Document section =>
In recognition of National Immunization Awareness Month in August, McFarland Clinic is sharing tips and information about vaccines for people of all ages. In this installment, we look at the importance of vaccines for babies and young children.
Vaccines give parents the power to protect their children from serious diseases. One of the most important things a parent can do to protect their child’s health is getting their child vaccinated according to the recommended immunization schedule.
Vaccines protect babies from 14 diseases by the time they reach 2 years of age. It is very important that babies receive all doses of each vaccine and receive each vaccination on time. After 6 months of age, CDC recommends children receive a yearly flu vaccine. Children 6 months through 8 years of age who are getting the flu vaccine for the first time should get two doses of flu vaccine, spaced at least 28 days apart. Children are also due for additional doses of vaccines between 4 and 6 years of age. If a child falls behind the recommended immunization schedule, the child’s doctor can still give vaccines to “catch up” the child before adolescence.
Child care facilities, preschool programs and schools are prone to disease outbreaks. Children in these settings can easily spread illnesses to one another due to poor hand washing, not covering their coughs and sneezes, and other factors related to interacting in crowded environments.
Unvaccinated children are not only at increased risk for disease, but they can also spread disease to others in their play groups, child care centers, classroom, and communities – including babies who are too young to be fully vaccinated and people who might not be able to receive certain vaccines due to cancer or other health conditions.

Task brief => According to the text on childhood vaccines, how many doses of flu vaccine should a child between 6 months and 8 years old get when receiving it for the first time? Rely solely on the text above, not on the listing or outside knowledge.

Study material =>
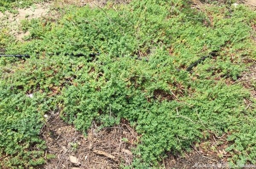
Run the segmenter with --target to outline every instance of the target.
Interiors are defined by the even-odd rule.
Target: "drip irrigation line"
[[[208,57],[212,57],[215,56],[216,55],[216,54],[217,53],[217,52],[218,52],[218,51],[214,51],[210,52],[208,56],[206,56],[202,57],[201,58],[199,59],[198,60],[197,60],[196,61],[195,61],[195,62],[193,62],[191,65],[189,65],[189,66],[186,69],[186,70],[188,72],[190,72],[190,71],[191,71],[191,70],[192,70],[192,69],[193,68],[194,68],[195,66],[196,66],[198,63],[200,63],[201,62],[204,62],[204,60],[205,60],[206,59],[206,58],[207,58]]]
[[[60,54],[60,53],[57,53],[55,54],[56,55],[58,56]],[[53,56],[54,55],[54,54],[49,54],[48,55],[49,56]],[[99,55],[99,53],[91,53],[89,54],[89,56],[90,57],[95,57],[96,56]],[[83,54],[64,54],[64,56],[72,56],[75,57],[81,57],[81,56],[87,56],[87,55],[85,55]],[[30,55],[28,54],[21,54],[21,55],[0,55],[0,57],[15,57],[18,58],[30,58]]]
[[[212,52],[210,52],[208,56],[203,56],[203,57],[201,58],[198,60],[197,60],[195,62],[191,64],[186,69],[186,70],[188,72],[190,72],[190,71],[191,71],[192,70],[192,69],[193,68],[196,66],[199,63],[200,63],[201,62],[204,62],[206,59],[206,58],[207,58],[208,57],[212,57],[213,56],[215,56],[216,53],[218,51],[214,51]],[[58,56],[60,54],[61,54],[60,53],[57,53],[55,54],[49,54],[48,55],[49,56],[53,56],[55,54],[56,55]],[[100,54],[99,53],[90,53],[90,54],[89,54],[89,56],[91,57],[94,57],[96,56],[99,56]],[[87,56],[87,55],[85,55],[83,54],[75,54],[73,53],[65,54],[64,54],[64,56],[74,56],[75,57],[81,57],[81,56]],[[0,57],[12,57],[18,58],[30,58],[30,56],[28,54],[21,54],[21,55],[3,54],[3,55],[0,55]],[[145,62],[148,61],[148,59],[147,59],[147,58],[144,59],[144,58],[143,58],[141,57],[137,57],[134,58],[134,57],[133,57],[133,56],[130,56],[130,57],[131,58],[135,59],[136,60],[142,60],[142,61],[144,61]],[[179,70],[178,69],[177,69],[177,70],[178,71],[179,71]]]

Output of the exercise => Two doses, spaced at least 28 days apart.